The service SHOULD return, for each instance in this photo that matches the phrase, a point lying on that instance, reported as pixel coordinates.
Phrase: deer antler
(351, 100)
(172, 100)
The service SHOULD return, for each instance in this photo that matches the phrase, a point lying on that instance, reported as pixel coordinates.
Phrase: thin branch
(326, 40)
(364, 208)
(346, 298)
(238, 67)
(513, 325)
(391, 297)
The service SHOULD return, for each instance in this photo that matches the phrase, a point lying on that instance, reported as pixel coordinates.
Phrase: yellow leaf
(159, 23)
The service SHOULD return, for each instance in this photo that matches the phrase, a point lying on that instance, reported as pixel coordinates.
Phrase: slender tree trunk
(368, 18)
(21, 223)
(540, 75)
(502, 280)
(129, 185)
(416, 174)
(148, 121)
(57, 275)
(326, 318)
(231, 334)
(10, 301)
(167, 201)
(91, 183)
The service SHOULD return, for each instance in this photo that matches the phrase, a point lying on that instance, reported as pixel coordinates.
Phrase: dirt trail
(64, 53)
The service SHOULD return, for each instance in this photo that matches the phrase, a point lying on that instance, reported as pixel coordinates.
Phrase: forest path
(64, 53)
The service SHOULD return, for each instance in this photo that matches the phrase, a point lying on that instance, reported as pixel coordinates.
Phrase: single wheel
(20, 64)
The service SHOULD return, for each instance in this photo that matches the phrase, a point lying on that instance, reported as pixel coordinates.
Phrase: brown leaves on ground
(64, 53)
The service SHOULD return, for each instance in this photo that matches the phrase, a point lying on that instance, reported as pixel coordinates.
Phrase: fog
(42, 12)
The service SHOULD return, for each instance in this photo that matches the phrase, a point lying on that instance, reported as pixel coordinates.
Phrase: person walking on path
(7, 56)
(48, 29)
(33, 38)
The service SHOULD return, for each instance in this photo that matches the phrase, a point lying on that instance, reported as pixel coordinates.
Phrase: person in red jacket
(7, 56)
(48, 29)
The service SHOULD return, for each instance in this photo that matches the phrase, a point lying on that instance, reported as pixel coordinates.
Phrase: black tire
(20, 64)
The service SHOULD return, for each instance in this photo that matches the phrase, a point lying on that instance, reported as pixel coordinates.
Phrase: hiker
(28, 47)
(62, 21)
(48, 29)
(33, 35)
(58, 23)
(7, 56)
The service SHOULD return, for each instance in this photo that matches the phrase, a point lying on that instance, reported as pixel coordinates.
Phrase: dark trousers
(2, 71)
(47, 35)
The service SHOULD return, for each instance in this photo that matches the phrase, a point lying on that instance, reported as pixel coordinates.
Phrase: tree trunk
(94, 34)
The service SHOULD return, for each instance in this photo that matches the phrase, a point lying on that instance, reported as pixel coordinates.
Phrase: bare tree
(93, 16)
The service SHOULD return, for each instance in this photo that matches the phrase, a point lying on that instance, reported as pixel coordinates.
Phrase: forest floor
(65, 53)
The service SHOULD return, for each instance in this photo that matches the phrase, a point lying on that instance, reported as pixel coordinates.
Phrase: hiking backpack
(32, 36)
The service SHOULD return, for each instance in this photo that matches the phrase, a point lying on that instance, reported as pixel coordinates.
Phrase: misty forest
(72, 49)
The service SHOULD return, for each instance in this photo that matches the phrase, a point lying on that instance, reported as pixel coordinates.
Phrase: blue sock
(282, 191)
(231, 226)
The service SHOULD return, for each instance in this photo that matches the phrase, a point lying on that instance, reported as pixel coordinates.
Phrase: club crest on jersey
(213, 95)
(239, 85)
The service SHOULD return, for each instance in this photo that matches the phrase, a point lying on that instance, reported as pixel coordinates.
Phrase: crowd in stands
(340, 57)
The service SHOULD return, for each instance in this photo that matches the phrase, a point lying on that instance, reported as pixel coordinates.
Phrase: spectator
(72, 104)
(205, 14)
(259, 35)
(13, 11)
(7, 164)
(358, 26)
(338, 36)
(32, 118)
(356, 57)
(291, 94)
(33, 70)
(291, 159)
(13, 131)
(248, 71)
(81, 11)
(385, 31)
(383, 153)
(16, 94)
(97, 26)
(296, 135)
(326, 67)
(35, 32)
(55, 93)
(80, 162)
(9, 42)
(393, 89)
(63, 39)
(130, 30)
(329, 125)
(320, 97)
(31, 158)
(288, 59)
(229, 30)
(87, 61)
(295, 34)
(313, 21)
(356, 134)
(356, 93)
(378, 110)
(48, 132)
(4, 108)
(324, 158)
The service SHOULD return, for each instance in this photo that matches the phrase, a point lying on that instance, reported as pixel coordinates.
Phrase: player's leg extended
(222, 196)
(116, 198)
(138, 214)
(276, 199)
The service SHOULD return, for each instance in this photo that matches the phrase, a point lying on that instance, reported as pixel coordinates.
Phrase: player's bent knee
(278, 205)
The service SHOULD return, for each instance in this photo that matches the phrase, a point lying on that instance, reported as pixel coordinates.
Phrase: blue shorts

**WHAT YOU SHOULD DO**:
Filter the items down to each line that contains the word "player", treating uppercase and lowercase letters as different.

**ANSWER TO THE EXERCISE**:
Phrase: player's leg extended
Phrase: player's bent knee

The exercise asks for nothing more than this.